Exercise brief –
All of the data below is to be output exactly as written.

(Source records)
= Beginning of Section =
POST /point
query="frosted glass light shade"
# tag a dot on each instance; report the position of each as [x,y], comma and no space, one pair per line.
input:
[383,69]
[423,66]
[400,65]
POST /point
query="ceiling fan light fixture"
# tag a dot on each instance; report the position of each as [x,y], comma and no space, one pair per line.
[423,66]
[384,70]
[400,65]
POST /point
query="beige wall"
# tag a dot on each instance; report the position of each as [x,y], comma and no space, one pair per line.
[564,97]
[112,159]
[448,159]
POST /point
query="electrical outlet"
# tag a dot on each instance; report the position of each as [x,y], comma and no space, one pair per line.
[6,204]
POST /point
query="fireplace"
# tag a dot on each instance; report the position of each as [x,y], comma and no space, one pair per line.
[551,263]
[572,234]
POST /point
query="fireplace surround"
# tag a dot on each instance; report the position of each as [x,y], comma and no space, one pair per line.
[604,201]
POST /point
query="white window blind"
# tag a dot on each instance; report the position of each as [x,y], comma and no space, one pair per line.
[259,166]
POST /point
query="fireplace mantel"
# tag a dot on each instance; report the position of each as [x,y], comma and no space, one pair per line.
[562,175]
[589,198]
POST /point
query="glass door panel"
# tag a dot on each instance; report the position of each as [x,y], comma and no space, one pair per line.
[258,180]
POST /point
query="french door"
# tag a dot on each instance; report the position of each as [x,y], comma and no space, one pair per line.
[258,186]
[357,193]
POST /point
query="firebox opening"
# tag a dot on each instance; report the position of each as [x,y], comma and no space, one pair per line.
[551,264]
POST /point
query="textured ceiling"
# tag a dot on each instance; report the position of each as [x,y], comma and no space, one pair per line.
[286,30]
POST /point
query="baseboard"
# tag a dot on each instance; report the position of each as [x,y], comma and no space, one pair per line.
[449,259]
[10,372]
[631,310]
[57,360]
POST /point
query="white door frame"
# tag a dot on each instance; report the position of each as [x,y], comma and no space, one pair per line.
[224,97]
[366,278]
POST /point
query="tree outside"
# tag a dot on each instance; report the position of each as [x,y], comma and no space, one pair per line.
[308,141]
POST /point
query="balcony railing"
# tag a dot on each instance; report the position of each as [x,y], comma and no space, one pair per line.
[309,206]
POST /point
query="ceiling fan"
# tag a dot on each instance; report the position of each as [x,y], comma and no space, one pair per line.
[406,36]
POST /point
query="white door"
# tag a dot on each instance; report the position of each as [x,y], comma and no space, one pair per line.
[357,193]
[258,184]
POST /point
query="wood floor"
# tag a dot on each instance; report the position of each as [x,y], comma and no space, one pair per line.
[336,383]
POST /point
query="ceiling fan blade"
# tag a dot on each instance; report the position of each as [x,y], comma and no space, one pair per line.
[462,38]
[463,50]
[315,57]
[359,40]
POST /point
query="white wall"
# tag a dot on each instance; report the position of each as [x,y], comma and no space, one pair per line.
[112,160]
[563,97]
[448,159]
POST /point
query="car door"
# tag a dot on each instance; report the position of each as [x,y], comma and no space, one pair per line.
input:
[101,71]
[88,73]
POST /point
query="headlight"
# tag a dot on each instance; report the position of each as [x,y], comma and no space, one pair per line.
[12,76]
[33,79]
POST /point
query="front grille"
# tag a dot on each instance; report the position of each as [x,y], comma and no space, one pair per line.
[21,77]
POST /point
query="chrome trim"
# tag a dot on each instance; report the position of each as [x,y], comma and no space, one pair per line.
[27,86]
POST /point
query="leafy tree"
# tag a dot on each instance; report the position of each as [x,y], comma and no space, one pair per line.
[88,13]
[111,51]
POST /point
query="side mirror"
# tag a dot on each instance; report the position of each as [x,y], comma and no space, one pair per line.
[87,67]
= End of Section =
Solution for this task –
POST /point
query="frosted glass light shade"
# tag a dot on each instance; report the position of each as [x,y], comma and no space, one pair per line.
input:
[383,69]
[423,66]
[400,65]
POST /point
query="ceiling fan light fixture"
# tag a dot on each instance; report the position of each as [x,y], comma and no space, one pair per line.
[423,66]
[384,70]
[400,65]
POST /point
query="beige wall"
# tag a dot on each instance; report the position of each as [x,y], comma and no space, one pair per line.
[564,97]
[112,159]
[448,159]
POST /point
query="electrical outlet"
# tag a dot on each instance; report the position of each as [x,y], comma and no space, one pair per line.
[6,204]
POST /point
query="fireplace"
# tag a dot on each instance; report the position of each as [x,y], comma and no space, one pair per line.
[551,263]
[572,234]
POST /point
query="fireplace surround"
# tag a dot on each instance; report the position of each as [x,y], comma and no space, one pair per line.
[604,201]
POST /point
query="white window blind"
# tag a dot on each instance; report the position of each as [x,y], comma and no space, one pair per line.
[259,166]
POST /point
query="fireplace mantel"
# tag a dot on each instance; report the position of each as [x,y], comma and no space, one pair per line.
[562,175]
[589,198]
POST /point
query="glass door panel"
# tag a dot on each instance; report the position of each as [x,y], comma and no space, one pair per line.
[258,180]
POST /point
query="french door"
# tag a dot on each instance; report the position of each as [x,y], comma and no space, one pair per line.
[258,186]
[357,193]
POST /point
query="firebox opening"
# tag a dot on each instance; report the position of each as [x,y], comma and no space, one pair per line.
[551,264]
POST /point
query="textured ceiling"
# tag a dot on each instance; report the position of each as [x,y], comma and no space, one pair per line.
[286,30]
POST /point
query="baseboard"
# tag a dot on each instance; report the position of each as [x,y], comma and no space, one pair per line.
[449,259]
[10,372]
[631,310]
[57,360]
POST /point
query="white door frame"
# tag a dot on each instance; report the position of each as [x,y], comma and no space, one pair per line.
[224,97]
[366,278]
POST /point
query="tree outside"
# tag a dot on each instance; report the position of each as [x,y], comma and no space, one pair per line.
[308,141]
POST /point
query="balcony railing"
# tag a dot on each instance; report the position of each as [x,y], comma and no space, one pair per line.
[309,206]
POST /point
query="ceiling fan"
# tag a dot on each instance; report the position of each as [x,y], comma and no space, one pair per line.
[406,36]
POST /point
query="white door"
# tag a dot on each instance; report the position of each as [x,y], comma and no space, one pair per line.
[357,193]
[258,184]
POST /point
query="wood floor"
# tag a dot on each instance; report the position of each as [x,y], comma and no space, one pair per line.
[336,383]
POST /point
query="ceiling fan blade"
# tag a dot on each instance; report the position of each as [x,y], comma and no space, one pair per line.
[462,38]
[463,50]
[315,57]
[359,40]
POST /point
query="white wall"
# tag a dot on each instance; report the position of each as [x,y], comma and no space, one pair per line.
[112,160]
[563,97]
[448,159]
POST /point
query="car door"
# tag a dot on each instance; report the position of each as [x,y], comma and no space, one pair per line.
input:
[101,71]
[88,73]
POST /point
query="headlight"
# tag a dot on each instance; report the position of each as [x,y], comma and no space, one pair per line.
[12,76]
[33,79]
POST /point
query="front grille"
# tag a dot on each instance; report the position of each as [x,y], comma and no space, one pair per line.
[21,77]
POST /point
query="chrome trim"
# tag a dot on each instance; report the position of each as [x,y], comma and no space, one pair per line.
[27,86]
POST /point
query="leafy tree"
# tag a dot on each instance; report the position of each as [x,y], comma and no space, one pair per line.
[88,13]
[111,51]
POST /point
query="side mirror"
# tag a dot on each instance; report the position of each as [x,y], comma and no space, one pair per line.
[87,67]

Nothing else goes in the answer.